═════ Input for this task ═════

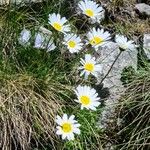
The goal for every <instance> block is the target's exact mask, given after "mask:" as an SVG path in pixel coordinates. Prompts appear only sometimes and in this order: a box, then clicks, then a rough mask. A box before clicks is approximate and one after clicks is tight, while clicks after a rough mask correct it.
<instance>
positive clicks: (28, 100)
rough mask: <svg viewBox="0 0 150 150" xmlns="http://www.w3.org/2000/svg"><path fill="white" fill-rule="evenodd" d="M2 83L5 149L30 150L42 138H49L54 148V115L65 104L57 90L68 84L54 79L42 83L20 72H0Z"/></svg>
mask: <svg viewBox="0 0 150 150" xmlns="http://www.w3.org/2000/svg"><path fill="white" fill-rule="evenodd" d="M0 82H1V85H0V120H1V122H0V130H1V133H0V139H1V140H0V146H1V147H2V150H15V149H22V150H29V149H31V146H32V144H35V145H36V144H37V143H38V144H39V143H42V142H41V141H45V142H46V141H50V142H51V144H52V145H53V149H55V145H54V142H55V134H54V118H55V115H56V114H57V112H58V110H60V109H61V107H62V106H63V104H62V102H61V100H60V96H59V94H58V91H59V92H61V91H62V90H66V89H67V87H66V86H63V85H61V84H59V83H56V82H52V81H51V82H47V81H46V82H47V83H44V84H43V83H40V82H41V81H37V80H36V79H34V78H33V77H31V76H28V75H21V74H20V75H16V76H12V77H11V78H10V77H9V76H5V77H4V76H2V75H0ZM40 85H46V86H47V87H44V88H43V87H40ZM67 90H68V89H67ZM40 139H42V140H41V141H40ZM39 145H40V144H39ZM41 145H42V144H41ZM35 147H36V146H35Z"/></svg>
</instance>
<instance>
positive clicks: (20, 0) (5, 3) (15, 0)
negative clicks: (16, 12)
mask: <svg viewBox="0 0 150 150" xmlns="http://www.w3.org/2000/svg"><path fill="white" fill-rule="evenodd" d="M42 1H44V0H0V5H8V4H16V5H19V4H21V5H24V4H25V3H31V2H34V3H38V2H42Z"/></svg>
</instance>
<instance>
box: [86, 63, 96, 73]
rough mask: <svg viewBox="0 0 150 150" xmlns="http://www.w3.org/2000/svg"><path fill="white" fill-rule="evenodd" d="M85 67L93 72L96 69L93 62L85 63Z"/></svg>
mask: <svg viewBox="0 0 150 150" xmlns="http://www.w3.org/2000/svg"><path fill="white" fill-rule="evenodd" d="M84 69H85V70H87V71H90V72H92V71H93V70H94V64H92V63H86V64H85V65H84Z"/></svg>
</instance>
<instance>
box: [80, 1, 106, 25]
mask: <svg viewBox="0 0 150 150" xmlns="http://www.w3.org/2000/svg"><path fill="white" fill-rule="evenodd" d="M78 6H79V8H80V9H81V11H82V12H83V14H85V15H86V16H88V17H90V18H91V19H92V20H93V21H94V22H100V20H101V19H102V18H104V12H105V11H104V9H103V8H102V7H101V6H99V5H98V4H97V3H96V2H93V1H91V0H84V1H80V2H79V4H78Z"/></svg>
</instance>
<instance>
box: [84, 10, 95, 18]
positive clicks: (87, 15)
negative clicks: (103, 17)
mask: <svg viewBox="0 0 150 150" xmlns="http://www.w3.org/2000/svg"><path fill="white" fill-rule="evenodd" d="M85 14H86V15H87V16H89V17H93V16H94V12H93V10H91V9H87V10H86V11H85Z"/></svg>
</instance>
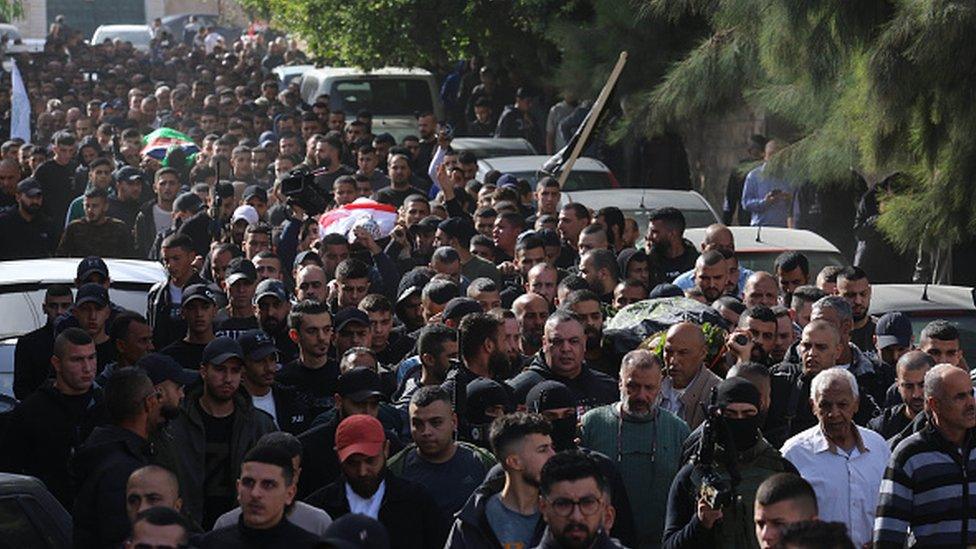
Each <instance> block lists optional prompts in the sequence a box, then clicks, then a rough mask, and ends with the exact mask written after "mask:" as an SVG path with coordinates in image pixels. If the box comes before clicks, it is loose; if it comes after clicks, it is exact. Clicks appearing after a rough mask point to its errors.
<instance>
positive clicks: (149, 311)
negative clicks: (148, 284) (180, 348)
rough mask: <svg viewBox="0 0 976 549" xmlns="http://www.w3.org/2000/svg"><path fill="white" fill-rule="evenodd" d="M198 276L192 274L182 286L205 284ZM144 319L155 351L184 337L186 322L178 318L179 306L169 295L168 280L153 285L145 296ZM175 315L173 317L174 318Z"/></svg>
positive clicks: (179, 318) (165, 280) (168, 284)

═════

◆ Problem details
Pull out every line in the rows above that contains the word "positive". Case matters.

◆ Written response
positive clicks: (28, 100)
positive clicks: (20, 0) (5, 3) (15, 0)
positive clicks: (87, 15)
positive clicks: (149, 311)
positive clicks: (179, 318) (165, 280) (168, 284)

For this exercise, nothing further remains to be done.